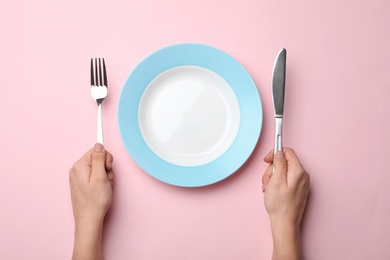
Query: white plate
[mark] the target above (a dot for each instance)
(189, 115)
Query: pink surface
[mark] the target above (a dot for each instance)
(337, 120)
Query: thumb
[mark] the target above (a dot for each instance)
(98, 162)
(280, 167)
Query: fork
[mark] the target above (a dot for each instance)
(99, 91)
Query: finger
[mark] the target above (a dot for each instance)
(280, 167)
(109, 160)
(269, 157)
(98, 162)
(78, 170)
(291, 156)
(267, 176)
(111, 177)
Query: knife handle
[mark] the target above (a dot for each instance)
(278, 134)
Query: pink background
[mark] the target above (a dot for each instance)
(337, 119)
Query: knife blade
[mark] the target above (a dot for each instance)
(278, 87)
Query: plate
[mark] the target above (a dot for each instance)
(189, 115)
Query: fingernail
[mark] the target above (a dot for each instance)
(279, 155)
(98, 147)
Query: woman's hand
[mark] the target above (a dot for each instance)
(286, 186)
(91, 179)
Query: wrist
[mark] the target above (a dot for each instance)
(286, 239)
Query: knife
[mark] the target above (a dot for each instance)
(278, 85)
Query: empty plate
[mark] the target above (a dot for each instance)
(189, 115)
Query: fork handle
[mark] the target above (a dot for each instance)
(99, 124)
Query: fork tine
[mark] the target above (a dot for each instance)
(100, 74)
(104, 74)
(96, 72)
(92, 81)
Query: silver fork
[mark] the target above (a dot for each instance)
(99, 91)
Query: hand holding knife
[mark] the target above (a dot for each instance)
(278, 85)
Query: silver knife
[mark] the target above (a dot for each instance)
(278, 85)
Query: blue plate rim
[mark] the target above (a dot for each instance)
(251, 114)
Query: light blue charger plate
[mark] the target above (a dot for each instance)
(251, 115)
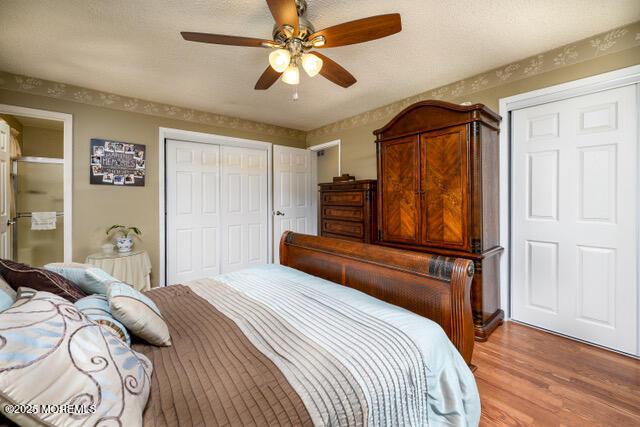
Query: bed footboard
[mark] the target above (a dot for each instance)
(432, 286)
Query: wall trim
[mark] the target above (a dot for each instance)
(618, 78)
(205, 138)
(324, 146)
(67, 120)
(67, 92)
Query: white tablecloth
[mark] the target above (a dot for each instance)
(133, 269)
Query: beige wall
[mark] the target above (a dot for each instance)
(358, 147)
(95, 207)
(39, 142)
(328, 164)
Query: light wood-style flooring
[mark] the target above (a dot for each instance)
(529, 377)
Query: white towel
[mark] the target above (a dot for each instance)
(43, 220)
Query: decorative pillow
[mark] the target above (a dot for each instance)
(139, 314)
(92, 280)
(18, 275)
(96, 308)
(7, 295)
(53, 355)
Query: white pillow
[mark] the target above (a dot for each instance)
(55, 355)
(139, 314)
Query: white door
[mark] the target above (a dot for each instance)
(193, 211)
(574, 217)
(5, 163)
(294, 197)
(245, 218)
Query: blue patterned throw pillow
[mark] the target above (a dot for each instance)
(92, 280)
(96, 308)
(139, 314)
(52, 354)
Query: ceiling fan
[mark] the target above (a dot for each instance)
(294, 37)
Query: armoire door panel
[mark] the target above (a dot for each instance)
(399, 194)
(444, 171)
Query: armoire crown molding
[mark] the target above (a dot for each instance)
(616, 40)
(51, 89)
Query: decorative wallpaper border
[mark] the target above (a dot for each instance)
(82, 95)
(612, 41)
(602, 44)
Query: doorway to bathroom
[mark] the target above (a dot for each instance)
(35, 186)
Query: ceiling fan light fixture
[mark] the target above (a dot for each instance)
(280, 60)
(291, 75)
(311, 64)
(318, 41)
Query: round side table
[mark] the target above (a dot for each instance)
(132, 268)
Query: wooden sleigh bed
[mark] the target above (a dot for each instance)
(433, 286)
(283, 345)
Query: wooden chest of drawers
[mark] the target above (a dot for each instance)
(348, 210)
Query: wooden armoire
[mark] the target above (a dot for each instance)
(438, 192)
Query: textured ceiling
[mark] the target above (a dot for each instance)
(134, 48)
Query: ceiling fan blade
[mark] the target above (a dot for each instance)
(361, 30)
(222, 39)
(334, 72)
(267, 79)
(284, 12)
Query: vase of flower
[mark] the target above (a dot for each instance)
(124, 236)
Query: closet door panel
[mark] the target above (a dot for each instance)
(193, 217)
(244, 208)
(444, 172)
(399, 192)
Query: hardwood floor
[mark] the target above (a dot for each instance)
(529, 377)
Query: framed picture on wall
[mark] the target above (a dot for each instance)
(117, 163)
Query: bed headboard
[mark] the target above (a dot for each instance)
(432, 286)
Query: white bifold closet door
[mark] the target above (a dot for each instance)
(216, 209)
(574, 217)
(294, 193)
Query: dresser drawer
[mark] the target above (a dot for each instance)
(349, 198)
(345, 228)
(345, 213)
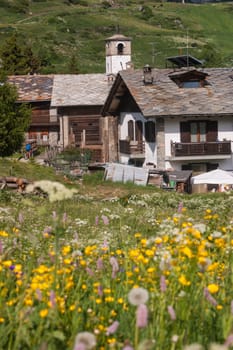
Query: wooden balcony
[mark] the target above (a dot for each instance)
(179, 149)
(132, 147)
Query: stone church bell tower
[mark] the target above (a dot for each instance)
(118, 53)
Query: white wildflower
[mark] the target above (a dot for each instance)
(200, 227)
(138, 296)
(215, 346)
(87, 339)
(194, 346)
(55, 190)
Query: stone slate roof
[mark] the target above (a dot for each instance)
(33, 88)
(80, 90)
(164, 98)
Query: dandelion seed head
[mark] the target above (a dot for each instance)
(85, 338)
(194, 346)
(138, 296)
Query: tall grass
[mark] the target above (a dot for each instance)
(74, 266)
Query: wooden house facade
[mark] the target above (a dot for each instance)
(179, 119)
(36, 91)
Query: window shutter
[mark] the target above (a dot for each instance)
(150, 131)
(212, 131)
(138, 130)
(130, 130)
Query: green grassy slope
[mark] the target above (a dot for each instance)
(57, 30)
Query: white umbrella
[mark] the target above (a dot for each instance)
(215, 177)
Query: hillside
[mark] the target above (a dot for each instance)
(61, 31)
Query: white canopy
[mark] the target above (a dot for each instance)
(215, 177)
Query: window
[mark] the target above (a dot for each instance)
(150, 131)
(120, 49)
(138, 131)
(130, 130)
(198, 131)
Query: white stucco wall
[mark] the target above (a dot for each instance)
(114, 64)
(150, 148)
(172, 134)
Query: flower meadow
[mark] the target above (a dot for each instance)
(145, 271)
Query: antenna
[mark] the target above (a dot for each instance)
(187, 47)
(153, 53)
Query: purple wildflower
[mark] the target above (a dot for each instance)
(229, 340)
(180, 207)
(52, 298)
(209, 297)
(100, 264)
(96, 220)
(80, 346)
(232, 307)
(105, 219)
(38, 294)
(100, 291)
(115, 266)
(20, 218)
(141, 316)
(64, 219)
(113, 328)
(89, 271)
(171, 312)
(163, 285)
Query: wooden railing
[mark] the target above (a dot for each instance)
(179, 149)
(131, 147)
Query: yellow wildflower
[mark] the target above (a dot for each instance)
(213, 288)
(44, 313)
(184, 281)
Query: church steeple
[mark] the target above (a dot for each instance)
(118, 53)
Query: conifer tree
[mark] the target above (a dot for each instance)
(14, 119)
(17, 57)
----------
• **WORK TO BE COMPLETED**
Your response must reproduce the listing above word for word and must contain none of its pictures.

• **RESPONSE AREA**
Query: white plate
[mark] the target above (a dot for each instance)
(189, 115)
Query: pink surface
[mark] the target above (a dot for each instance)
(337, 120)
Query: thumb
[mark] the target above (a dot for each instance)
(98, 162)
(280, 167)
Query: fork
[mark] the target above (a dot for each instance)
(99, 91)
Query: finger
[mark] the target above (a dot for each instance)
(280, 167)
(109, 160)
(269, 157)
(98, 162)
(78, 170)
(291, 156)
(267, 176)
(111, 177)
Query: knife handle
[mark] the target above (a dot for each instance)
(278, 134)
Query: pink background
[mark] the target above (a dot for each instance)
(337, 119)
Query: knife blade
[mark] the target above (a dot for each instance)
(278, 87)
Query: plate
[mark] the target above (a dot for each instance)
(189, 115)
Query: fingernail
[mark] the target above (a dot for each instance)
(279, 155)
(98, 147)
Query: woman's hand
[mark] the target above (a dot for each instance)
(286, 186)
(91, 179)
Query: wrist
[mark] the target above (a dot for each instance)
(286, 239)
Query: knife
[mark] the target above (a dot for each instance)
(278, 85)
Query: empty plate
[mark] the target above (a dot for each instance)
(189, 115)
Query: fork handle
[mark] the target above (a dot for each instance)
(99, 124)
Query: fork tine
[mark] the target above (a dot for each instance)
(100, 74)
(104, 74)
(96, 72)
(92, 81)
Query: silver fork
[mark] the target above (a dot for each instance)
(99, 91)
Query: hand holding knife
[mark] the target above (a dot for each instance)
(278, 85)
Query: silver knife
[mark] the target above (a dot for each instance)
(278, 85)
Query: blue plate rim
[mark] the target above (a dot for each instance)
(251, 114)
Query: light blue charger plate
[mark] the target above (a dot for each instance)
(251, 115)
Query: bed footboard
[mark] the target above (a dot for each instance)
(432, 286)
Query: wall trim
[mark] the target above (a dot for each instance)
(618, 78)
(205, 138)
(324, 146)
(67, 120)
(67, 92)
Query: white tablecloth
[mark] the target above (a dot for each instance)
(133, 269)
Query: beige wall
[mark] the target above (a dot for each instance)
(358, 147)
(95, 207)
(39, 142)
(328, 164)
Query: light wood-style flooring
[mark] the target above (a dot for each instance)
(529, 377)
Query: white towel
[mark] the target above (a dot for each instance)
(43, 220)
Query: decorative pillow
[mark] the target above (a dot for each instance)
(139, 314)
(92, 280)
(18, 275)
(96, 308)
(7, 295)
(53, 355)
Query: white pillow
[mark] the target above (a dot for each instance)
(55, 355)
(139, 314)
Query: white door
[mark] the target above (a dot for each instance)
(193, 211)
(574, 217)
(5, 163)
(294, 197)
(245, 218)
Query: blue patterned throw pillow
[mark] the target above (a dot for each instance)
(92, 280)
(96, 308)
(139, 314)
(52, 354)
Query: ceiling fan
[mark] the target above (a dot for each instance)
(294, 37)
Query: armoire door panel
[mark] the target above (a dot for each instance)
(399, 194)
(444, 171)
Query: armoire crown molding
[mark] the target above (a dot for each instance)
(616, 40)
(51, 89)
Query: decorative wallpaper border
[mark] the target above (a dot for each instance)
(82, 95)
(612, 41)
(602, 44)
Query: doorway to bathroom
[mark] the target above (a dot for each instance)
(35, 186)
Query: ceiling fan light fixture
[mark] the target above (a dot for each instance)
(280, 60)
(291, 75)
(311, 64)
(318, 41)
Query: round side table
[mark] the target above (a dot for each instance)
(132, 268)
Query: wooden sleigh bed
[mark] the target above (a dot for each instance)
(433, 286)
(283, 345)
Query: wooden chest of drawers
[mark] the target above (a dot for each instance)
(348, 210)
Query: wooden armoire
[mark] the target above (a dot for each instance)
(438, 192)
Query: textured ceiling
[mark] the target above (a dot for each instance)
(134, 48)
Query: ceiling fan blade
[mark] the target above (a dot for each instance)
(361, 30)
(222, 39)
(334, 72)
(267, 79)
(284, 12)
Query: vase of flower
[mark] the target above (a dot for each instance)
(124, 236)
Query: closet door panel
[mark] the target above (a dot for each instance)
(193, 217)
(244, 208)
(444, 172)
(399, 192)
Query: hardwood floor
[mark] the target above (a dot for each instance)
(529, 377)
Query: framed picture on wall
[mark] the target above (a dot for each instance)
(117, 163)
Query: bed headboard
[mark] the target above (a dot for each instance)
(432, 286)
Query: white bifold closet door
[mark] the target above (a dot for each instance)
(216, 209)
(574, 217)
(294, 193)
Query: dresser drawer
[mark] the target above (a dot for each instance)
(349, 198)
(345, 228)
(345, 213)
Query: wooden balcony
[mark] the target above (a dot for each instance)
(179, 149)
(132, 147)
Query: stone church bell tower
[mark] the target above (a dot for each instance)
(118, 53)
Query: white wildflower
[mark] the target above (a dot for each instance)
(200, 227)
(138, 296)
(215, 346)
(87, 339)
(194, 346)
(55, 190)
Query: stone slate roof
[mark] the target above (a dot for each instance)
(33, 88)
(80, 90)
(164, 98)
Query: dandelion seed head
[mark] the target above (a dot for each instance)
(85, 338)
(194, 346)
(138, 296)
Query: tall grass
[mark] the target above (a dot for each instance)
(74, 266)
Query: wooden house facade
[mark] the target above (a dot for each instance)
(179, 119)
(36, 91)
Query: window shutter
[mark] the target above (a dot for each instance)
(150, 131)
(212, 131)
(138, 130)
(130, 130)
Query: green grassy slope
[mark] the target above (a dot for each instance)
(57, 30)
Query: white umbrella
[mark] the target above (a dot for each instance)
(215, 177)
Query: hillside
[mark] the target above (a dot for each instance)
(61, 31)
Query: white canopy
[mark] the target above (a dot for each instance)
(215, 177)
Query: window
[mark] the target above (a dot for each instance)
(150, 131)
(120, 49)
(138, 131)
(130, 130)
(198, 131)
Query: white stucco wall
[mark] the target above (a dot for each instance)
(114, 64)
(150, 148)
(172, 134)
Query: flower meadow
[mark] the target above (a dot for each instance)
(145, 271)
Query: antenna
[mark] the target above (a dot for each instance)
(187, 47)
(153, 53)
Query: purple wildflower
[mark] the target above (a dot for each instance)
(229, 340)
(180, 207)
(52, 298)
(209, 297)
(100, 264)
(96, 220)
(80, 346)
(232, 307)
(105, 219)
(38, 294)
(100, 291)
(115, 266)
(20, 218)
(141, 316)
(64, 219)
(113, 328)
(89, 271)
(171, 312)
(163, 285)
Query: wooden railing
[mark] the target above (a dot for each instance)
(179, 149)
(131, 147)
Query: yellow wildflower
[mark] the target above (a dot for each instance)
(213, 288)
(44, 313)
(184, 281)
Query: church steeple
[mark] the target above (a dot for each instance)
(118, 53)
Query: conifer tree
[mark] the target above (a dot for each instance)
(14, 119)
(17, 57)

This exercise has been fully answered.